> Work to do
**A.** According to the text on ending rural hunger, about how many people in the world are estimated to be undernourished today?
**B.** Quote the text on ending rural hunger word for word between "Ending rural hunger by" and "resources per capita.", inclusive.

Ending rural hunger by 2030 is feasible through scaled-up, data-driven efforts: We propose an evidence-based, coordinated approach to ending rural hunger, prioritizing countries with high needs, good policies and low levels of resources per capita.
Challenge
Ending hunger is the second Sustainable Development Goal (SDG). Reflecting hunger’s multi-dimensional nature, the goal has four country-specific targets to be achieved by 2030: (i) end undernourishment, (ii) end malnutrition, (iii) double agricultural productivity of small-scale producers, and (iv) ensure sustainable and resilient agricultural practices. For each target, with the exception of sustainability, there have been improvements over the past decade, but at a speed that still leaves too many countries and the global aggregate missing the mark by a wide margin by 2030. For example, nearly 800 million people in the world are estimated to be undernourished today. A business-as usual scenario would see this number only fall to around 500 million people by 2030, and still leave at least 54 countries1 -track for eliminating hunger by that year – substantial progress, but nowhere near the SDG objective of essentially zero. Roughly three-quarters of today’s undernourished people live in developing countries’ rural areas, so the challenge, therefore, is to implement programs at scale that will transform the rural space. This requires changes in how the international community prioritizes and allocates its financial resources.

> Recorded data
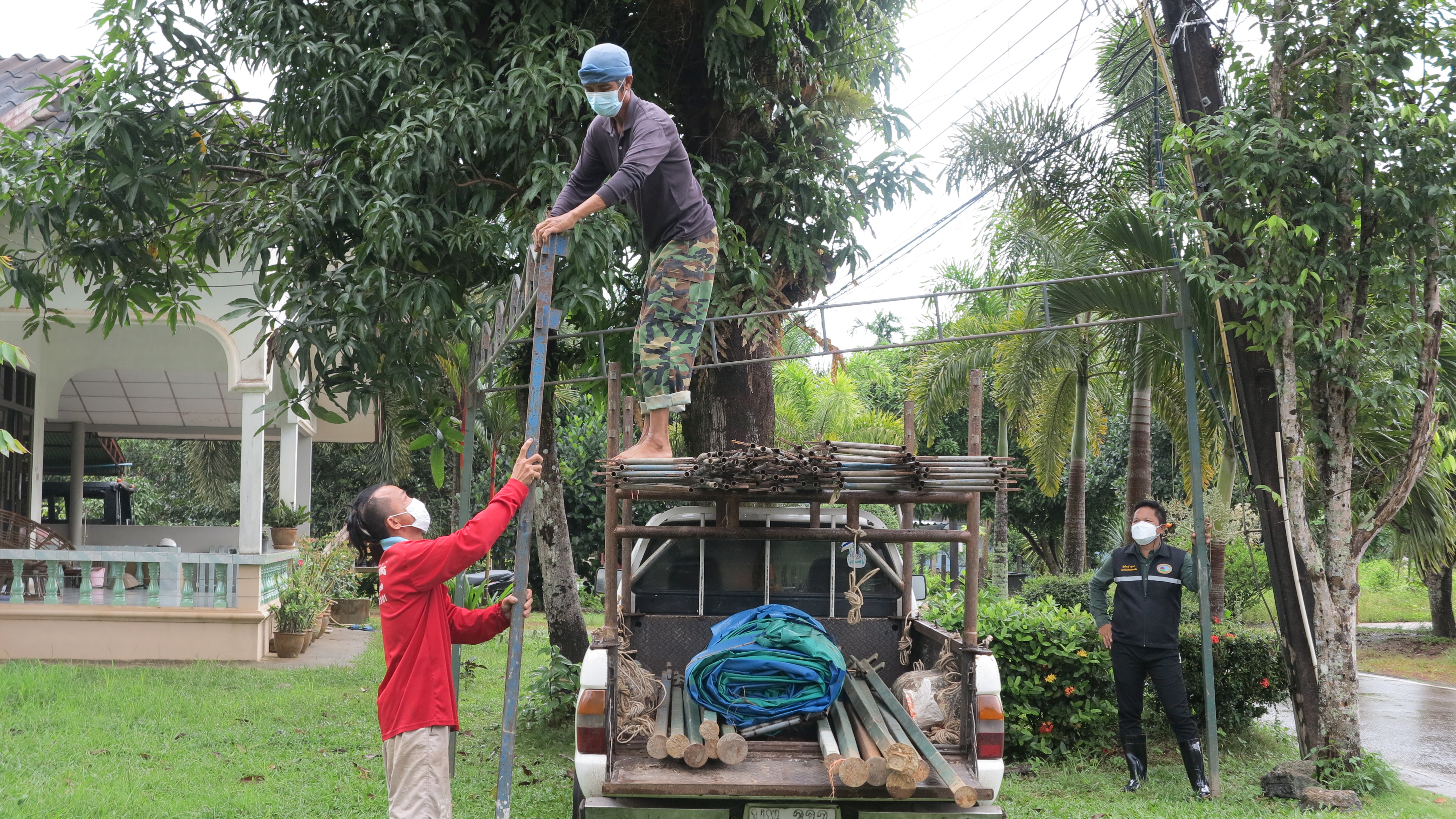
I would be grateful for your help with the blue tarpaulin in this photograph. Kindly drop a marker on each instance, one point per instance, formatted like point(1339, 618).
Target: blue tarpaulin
point(766, 664)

> Exercise solutions
**A.** Nearly 800 million people.

**B.**
Ending rural hunger by 2030 is feasible through scaled-up, data-driven efforts: We propose an evidence-based, coordinated approach to ending rural hunger, prioritizing countries with high needs, good policies and low levels of resources per capita.